What you need to do:
Copy out each line of the entries where the word "below" is present.

Data records:

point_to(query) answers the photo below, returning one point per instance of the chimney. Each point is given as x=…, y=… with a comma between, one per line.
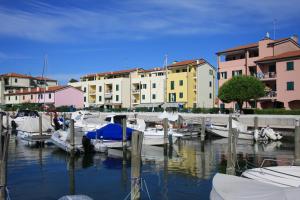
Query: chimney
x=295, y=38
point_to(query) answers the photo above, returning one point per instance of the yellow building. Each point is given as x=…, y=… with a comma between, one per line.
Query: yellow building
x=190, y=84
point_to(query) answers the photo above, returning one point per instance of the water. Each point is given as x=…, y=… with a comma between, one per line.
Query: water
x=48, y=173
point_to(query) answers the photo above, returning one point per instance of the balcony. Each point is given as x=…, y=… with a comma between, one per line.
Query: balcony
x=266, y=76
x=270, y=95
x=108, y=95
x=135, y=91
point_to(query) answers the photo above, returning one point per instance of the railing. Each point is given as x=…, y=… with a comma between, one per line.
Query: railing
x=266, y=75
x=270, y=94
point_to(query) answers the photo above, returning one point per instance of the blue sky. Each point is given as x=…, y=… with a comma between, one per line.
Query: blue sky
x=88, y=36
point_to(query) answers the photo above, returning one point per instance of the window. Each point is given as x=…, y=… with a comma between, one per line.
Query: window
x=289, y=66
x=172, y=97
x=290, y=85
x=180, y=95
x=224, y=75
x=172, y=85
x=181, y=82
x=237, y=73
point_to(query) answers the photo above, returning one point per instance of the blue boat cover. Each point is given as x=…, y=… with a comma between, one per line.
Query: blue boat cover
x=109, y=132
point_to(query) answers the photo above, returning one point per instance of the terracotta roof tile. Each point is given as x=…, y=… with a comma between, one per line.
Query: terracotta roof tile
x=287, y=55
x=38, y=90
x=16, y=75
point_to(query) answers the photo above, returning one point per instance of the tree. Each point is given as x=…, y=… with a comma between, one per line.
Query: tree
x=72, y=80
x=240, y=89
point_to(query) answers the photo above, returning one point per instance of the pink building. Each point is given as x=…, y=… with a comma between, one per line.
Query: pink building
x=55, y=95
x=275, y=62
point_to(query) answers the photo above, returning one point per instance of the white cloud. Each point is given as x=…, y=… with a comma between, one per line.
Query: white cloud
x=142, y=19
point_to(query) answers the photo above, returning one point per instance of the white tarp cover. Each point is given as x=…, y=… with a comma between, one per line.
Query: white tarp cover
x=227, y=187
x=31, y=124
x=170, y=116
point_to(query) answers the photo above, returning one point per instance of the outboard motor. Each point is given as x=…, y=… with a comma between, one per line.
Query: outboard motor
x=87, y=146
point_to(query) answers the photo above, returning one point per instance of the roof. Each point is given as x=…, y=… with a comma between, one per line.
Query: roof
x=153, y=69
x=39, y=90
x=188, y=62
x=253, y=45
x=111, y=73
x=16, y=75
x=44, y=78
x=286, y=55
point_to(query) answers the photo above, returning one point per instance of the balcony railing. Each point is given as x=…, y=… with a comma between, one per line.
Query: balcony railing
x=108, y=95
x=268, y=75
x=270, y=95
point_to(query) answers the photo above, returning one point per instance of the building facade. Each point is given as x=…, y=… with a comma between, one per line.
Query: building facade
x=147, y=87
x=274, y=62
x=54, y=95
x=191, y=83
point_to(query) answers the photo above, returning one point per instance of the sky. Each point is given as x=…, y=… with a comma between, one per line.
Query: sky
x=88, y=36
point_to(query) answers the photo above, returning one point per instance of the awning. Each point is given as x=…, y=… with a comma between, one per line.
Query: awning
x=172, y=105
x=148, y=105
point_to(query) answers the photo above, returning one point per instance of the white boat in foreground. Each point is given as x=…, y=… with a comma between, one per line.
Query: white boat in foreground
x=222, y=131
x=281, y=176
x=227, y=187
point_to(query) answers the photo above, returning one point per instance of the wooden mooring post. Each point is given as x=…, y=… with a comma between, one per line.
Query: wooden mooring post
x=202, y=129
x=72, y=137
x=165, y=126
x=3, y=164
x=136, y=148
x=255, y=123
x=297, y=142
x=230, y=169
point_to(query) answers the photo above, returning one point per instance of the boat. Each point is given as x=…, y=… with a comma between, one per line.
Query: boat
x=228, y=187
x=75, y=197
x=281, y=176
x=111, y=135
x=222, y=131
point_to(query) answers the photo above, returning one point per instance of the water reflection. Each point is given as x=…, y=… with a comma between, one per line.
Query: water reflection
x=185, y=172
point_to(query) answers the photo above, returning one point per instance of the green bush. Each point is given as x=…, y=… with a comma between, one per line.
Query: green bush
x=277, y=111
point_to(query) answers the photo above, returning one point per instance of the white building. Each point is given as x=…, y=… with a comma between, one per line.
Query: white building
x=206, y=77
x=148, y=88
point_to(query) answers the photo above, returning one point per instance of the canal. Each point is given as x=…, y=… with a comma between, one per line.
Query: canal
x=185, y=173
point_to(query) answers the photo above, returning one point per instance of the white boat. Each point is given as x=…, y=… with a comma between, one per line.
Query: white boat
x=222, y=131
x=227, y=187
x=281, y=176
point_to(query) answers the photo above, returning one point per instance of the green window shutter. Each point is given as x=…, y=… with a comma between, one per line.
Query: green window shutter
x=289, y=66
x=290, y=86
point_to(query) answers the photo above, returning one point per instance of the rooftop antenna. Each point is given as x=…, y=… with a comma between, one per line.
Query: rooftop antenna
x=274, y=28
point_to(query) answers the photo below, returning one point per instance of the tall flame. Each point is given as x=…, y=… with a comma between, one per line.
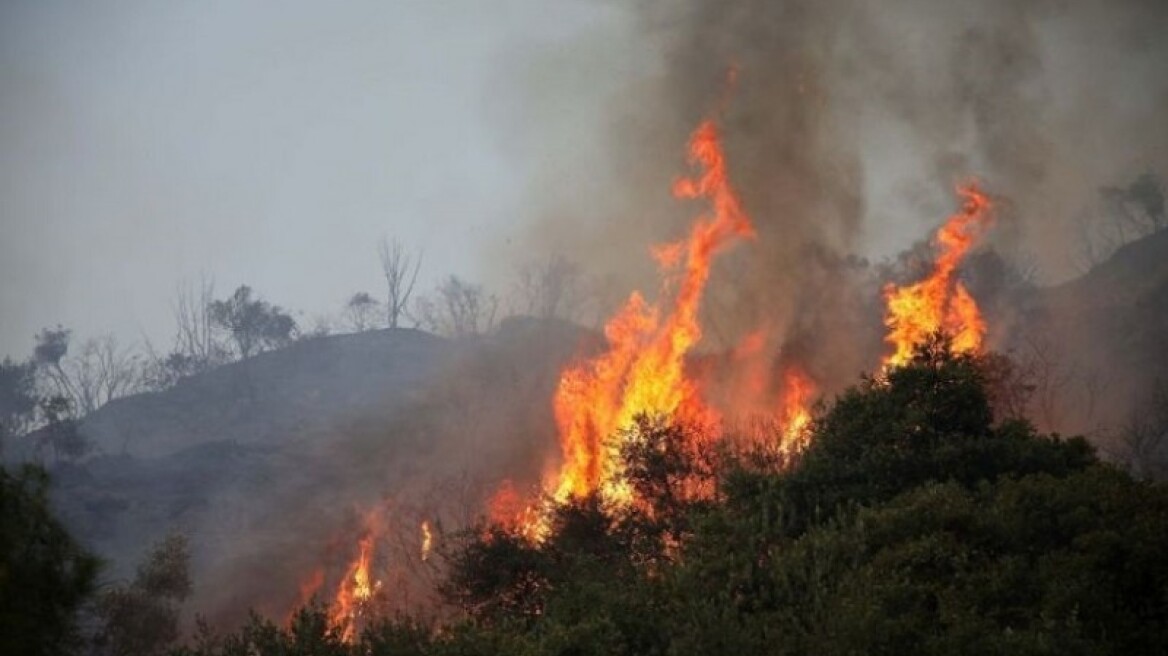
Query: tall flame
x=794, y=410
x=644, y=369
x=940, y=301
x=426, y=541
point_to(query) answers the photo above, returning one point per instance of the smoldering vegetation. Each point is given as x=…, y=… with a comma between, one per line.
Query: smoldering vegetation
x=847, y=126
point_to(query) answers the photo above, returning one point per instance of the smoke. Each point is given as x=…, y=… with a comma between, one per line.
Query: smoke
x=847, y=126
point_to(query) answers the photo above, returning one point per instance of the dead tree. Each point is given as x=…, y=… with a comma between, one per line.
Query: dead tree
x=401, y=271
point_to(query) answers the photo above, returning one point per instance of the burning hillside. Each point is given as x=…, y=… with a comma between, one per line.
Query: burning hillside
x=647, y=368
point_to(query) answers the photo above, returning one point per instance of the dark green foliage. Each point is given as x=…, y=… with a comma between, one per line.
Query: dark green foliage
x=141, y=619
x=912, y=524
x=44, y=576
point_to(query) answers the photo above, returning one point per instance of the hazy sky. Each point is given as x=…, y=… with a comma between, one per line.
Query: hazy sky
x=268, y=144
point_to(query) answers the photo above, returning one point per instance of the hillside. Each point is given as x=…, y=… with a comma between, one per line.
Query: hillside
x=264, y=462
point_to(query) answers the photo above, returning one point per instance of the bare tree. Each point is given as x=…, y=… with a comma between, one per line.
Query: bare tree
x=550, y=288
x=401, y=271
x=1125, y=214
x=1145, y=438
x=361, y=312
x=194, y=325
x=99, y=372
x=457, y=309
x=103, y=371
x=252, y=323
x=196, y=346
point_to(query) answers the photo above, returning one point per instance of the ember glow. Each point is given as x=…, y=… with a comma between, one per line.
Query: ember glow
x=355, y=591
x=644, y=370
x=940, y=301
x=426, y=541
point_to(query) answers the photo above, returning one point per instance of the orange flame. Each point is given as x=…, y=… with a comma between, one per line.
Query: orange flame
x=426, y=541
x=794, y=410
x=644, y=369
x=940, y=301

---

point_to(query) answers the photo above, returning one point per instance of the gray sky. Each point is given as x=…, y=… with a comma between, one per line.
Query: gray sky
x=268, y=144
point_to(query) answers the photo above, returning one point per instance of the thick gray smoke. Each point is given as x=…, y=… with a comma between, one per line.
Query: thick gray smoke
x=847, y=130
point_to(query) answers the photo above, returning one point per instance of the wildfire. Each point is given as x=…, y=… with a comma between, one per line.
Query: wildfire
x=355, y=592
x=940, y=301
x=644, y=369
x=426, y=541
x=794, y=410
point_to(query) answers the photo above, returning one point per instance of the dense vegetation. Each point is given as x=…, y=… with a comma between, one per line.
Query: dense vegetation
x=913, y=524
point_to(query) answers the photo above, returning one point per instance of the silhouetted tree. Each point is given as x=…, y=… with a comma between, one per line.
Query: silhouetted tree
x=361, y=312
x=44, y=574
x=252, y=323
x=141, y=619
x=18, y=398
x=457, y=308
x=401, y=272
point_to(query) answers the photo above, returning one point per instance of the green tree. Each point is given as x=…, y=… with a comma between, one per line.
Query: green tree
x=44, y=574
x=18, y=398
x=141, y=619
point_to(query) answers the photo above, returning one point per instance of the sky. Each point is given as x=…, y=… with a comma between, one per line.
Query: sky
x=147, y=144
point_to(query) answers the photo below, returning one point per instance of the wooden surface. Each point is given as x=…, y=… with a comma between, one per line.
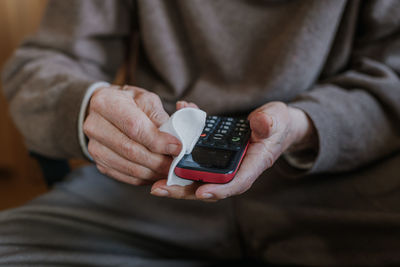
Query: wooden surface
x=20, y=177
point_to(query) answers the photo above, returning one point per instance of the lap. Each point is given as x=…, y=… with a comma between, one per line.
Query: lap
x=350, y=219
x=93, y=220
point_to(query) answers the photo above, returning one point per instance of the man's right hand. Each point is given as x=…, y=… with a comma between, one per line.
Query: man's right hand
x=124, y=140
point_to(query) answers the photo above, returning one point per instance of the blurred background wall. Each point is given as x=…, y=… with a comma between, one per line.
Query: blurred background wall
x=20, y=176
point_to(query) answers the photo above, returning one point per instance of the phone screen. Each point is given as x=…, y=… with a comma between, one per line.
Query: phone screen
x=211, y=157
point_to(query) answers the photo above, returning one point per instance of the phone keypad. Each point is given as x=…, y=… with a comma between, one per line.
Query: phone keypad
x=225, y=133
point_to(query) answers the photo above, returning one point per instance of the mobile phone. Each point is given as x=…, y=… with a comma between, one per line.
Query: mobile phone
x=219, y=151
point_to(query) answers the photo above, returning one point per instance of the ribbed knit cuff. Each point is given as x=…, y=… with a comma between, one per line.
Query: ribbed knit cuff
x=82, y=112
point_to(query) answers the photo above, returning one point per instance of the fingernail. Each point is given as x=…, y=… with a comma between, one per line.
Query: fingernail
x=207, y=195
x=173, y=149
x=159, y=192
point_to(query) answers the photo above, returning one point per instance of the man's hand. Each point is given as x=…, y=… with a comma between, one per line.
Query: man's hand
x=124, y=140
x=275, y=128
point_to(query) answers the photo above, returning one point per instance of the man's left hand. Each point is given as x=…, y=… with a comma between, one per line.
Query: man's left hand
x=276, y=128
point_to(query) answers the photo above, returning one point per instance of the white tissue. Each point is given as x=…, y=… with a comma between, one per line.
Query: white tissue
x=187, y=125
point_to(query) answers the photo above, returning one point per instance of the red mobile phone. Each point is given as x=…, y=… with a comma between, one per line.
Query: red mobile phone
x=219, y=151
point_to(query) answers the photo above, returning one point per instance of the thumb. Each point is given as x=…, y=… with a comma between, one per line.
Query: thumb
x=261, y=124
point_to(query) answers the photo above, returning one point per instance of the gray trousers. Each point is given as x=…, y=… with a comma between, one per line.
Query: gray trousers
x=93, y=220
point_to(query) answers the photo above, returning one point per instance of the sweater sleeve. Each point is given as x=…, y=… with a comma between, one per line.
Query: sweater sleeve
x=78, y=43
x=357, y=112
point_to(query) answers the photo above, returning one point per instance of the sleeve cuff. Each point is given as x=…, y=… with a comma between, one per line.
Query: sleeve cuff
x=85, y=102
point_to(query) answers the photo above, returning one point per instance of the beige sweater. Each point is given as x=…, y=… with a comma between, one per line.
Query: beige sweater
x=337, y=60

Exercise answer:
point_to(query) answers the photo below, returning one point per instance of the chimney. Each point is given as x=…, y=… with a comma between, one per line.
point_to(query) answers the photo below, returning one point per instance of the tall flame. Each point is given as x=…, y=… with a comma between, one per line.
point_to(query) answers the photo below, returning one point per instance of the wooden surface. Each point is given as x=…, y=… with a comma between, one per line.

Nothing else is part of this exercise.